• [What you are asked to do]: Determine how many lines in the entries below include "wearing". The reply should be that number and nothing else.

=== Section Start ===

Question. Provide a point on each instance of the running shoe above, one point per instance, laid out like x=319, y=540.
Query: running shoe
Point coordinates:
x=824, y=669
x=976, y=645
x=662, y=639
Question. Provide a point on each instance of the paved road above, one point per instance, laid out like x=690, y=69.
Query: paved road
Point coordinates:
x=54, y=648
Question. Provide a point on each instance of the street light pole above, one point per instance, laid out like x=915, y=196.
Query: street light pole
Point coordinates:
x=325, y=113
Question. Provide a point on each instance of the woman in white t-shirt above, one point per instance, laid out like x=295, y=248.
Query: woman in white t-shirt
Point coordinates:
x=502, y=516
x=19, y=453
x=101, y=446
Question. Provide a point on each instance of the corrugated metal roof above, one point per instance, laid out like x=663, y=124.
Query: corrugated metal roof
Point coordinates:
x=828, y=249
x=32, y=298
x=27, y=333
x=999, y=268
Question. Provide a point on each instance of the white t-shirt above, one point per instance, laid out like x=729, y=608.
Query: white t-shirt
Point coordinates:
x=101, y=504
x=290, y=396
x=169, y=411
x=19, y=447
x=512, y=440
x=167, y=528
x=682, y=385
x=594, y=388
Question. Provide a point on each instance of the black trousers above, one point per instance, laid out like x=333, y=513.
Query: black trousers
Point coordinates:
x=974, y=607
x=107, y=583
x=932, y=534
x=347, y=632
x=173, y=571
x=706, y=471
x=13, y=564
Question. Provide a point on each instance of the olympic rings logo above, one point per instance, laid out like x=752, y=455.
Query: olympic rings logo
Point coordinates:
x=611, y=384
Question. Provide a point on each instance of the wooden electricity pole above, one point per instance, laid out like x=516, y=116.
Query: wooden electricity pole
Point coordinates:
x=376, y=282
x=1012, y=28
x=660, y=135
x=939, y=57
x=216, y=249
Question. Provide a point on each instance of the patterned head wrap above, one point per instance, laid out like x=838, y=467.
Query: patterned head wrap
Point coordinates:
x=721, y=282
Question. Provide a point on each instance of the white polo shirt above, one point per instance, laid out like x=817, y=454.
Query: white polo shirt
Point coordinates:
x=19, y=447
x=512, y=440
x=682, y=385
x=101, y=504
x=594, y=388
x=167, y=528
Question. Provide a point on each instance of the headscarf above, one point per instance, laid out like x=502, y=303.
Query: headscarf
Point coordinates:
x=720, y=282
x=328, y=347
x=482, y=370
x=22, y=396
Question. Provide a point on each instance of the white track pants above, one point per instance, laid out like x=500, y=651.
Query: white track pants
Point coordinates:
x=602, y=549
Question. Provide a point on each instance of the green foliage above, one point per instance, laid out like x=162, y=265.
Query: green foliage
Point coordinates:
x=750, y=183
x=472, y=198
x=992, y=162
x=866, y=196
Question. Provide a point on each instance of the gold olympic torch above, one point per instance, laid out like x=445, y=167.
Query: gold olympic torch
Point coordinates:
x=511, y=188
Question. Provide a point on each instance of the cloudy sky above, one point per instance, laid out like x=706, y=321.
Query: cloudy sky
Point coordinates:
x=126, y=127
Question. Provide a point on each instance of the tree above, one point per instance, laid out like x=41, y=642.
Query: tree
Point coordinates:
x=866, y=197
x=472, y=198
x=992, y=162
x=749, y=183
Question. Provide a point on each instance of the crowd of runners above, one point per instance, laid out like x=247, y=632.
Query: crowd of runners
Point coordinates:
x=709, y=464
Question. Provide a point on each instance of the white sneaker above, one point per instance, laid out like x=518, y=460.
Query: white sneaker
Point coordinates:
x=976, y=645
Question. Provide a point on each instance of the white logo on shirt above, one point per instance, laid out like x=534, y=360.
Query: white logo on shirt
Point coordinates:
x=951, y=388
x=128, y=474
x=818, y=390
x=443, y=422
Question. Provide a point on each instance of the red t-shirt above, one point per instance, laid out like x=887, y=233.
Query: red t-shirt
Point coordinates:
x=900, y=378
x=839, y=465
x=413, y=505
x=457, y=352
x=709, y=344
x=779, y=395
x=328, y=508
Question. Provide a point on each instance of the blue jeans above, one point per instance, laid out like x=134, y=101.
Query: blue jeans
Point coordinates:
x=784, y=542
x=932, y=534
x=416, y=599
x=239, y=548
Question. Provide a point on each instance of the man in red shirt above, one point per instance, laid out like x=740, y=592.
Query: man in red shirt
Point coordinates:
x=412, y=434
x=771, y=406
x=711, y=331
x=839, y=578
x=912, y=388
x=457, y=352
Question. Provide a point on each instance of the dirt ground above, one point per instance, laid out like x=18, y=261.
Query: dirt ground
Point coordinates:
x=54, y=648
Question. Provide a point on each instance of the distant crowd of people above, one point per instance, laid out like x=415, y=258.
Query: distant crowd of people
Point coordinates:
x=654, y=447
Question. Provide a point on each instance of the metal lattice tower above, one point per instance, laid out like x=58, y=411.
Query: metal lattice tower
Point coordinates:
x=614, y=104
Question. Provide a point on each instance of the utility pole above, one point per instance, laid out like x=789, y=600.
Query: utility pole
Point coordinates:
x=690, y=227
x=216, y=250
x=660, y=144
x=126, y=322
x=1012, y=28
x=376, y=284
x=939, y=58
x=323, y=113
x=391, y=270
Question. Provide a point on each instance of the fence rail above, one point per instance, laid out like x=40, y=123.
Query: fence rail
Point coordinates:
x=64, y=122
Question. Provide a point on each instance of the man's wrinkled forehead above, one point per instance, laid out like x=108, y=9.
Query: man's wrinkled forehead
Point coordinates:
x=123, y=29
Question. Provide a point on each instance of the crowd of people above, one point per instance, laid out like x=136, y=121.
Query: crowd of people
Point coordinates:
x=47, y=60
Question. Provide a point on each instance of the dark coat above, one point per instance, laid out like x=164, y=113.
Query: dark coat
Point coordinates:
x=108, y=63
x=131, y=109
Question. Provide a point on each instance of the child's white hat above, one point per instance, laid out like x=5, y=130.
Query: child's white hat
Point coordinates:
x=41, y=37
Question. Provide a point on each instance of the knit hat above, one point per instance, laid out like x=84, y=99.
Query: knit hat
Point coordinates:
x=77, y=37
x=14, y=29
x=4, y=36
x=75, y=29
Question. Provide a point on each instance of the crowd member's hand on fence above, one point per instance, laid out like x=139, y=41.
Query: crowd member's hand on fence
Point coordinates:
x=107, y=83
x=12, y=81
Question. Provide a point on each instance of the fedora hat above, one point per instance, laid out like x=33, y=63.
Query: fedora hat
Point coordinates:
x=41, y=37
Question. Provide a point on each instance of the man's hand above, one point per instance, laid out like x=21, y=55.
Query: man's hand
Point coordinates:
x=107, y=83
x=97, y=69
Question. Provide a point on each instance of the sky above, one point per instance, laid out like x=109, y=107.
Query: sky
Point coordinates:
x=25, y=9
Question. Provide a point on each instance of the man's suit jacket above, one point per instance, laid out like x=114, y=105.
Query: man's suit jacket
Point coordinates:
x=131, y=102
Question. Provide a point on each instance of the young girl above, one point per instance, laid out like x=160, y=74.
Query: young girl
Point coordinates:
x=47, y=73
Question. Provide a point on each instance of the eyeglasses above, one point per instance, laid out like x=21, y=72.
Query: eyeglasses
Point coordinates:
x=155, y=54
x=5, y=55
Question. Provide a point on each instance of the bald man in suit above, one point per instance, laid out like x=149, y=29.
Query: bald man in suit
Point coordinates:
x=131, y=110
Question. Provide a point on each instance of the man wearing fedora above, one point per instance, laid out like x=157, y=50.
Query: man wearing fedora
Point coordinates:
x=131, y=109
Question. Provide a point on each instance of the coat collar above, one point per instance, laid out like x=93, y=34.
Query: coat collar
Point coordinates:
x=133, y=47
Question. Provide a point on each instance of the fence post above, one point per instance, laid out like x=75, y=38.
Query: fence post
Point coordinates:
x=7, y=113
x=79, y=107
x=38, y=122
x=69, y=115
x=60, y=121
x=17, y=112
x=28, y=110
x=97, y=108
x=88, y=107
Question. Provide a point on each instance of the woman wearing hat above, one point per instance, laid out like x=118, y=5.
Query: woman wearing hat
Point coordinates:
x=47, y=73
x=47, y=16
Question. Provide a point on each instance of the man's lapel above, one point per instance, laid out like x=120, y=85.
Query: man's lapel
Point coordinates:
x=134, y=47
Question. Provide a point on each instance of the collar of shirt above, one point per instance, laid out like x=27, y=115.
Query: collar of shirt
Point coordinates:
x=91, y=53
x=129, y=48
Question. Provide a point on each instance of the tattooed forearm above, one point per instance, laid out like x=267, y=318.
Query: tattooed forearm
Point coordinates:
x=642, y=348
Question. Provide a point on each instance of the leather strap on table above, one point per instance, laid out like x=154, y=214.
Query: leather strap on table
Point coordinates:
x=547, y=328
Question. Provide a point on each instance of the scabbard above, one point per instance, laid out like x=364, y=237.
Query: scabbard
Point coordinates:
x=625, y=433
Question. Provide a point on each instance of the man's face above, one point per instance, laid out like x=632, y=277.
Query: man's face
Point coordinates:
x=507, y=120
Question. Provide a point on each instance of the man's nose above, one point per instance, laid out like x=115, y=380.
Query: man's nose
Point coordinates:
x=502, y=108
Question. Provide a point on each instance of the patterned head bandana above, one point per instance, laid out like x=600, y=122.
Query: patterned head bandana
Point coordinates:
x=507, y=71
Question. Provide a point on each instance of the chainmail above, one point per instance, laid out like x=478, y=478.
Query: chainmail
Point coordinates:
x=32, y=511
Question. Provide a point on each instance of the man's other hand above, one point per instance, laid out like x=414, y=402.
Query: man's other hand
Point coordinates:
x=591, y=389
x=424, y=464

=== Section End ===

• [Problem solution]: 4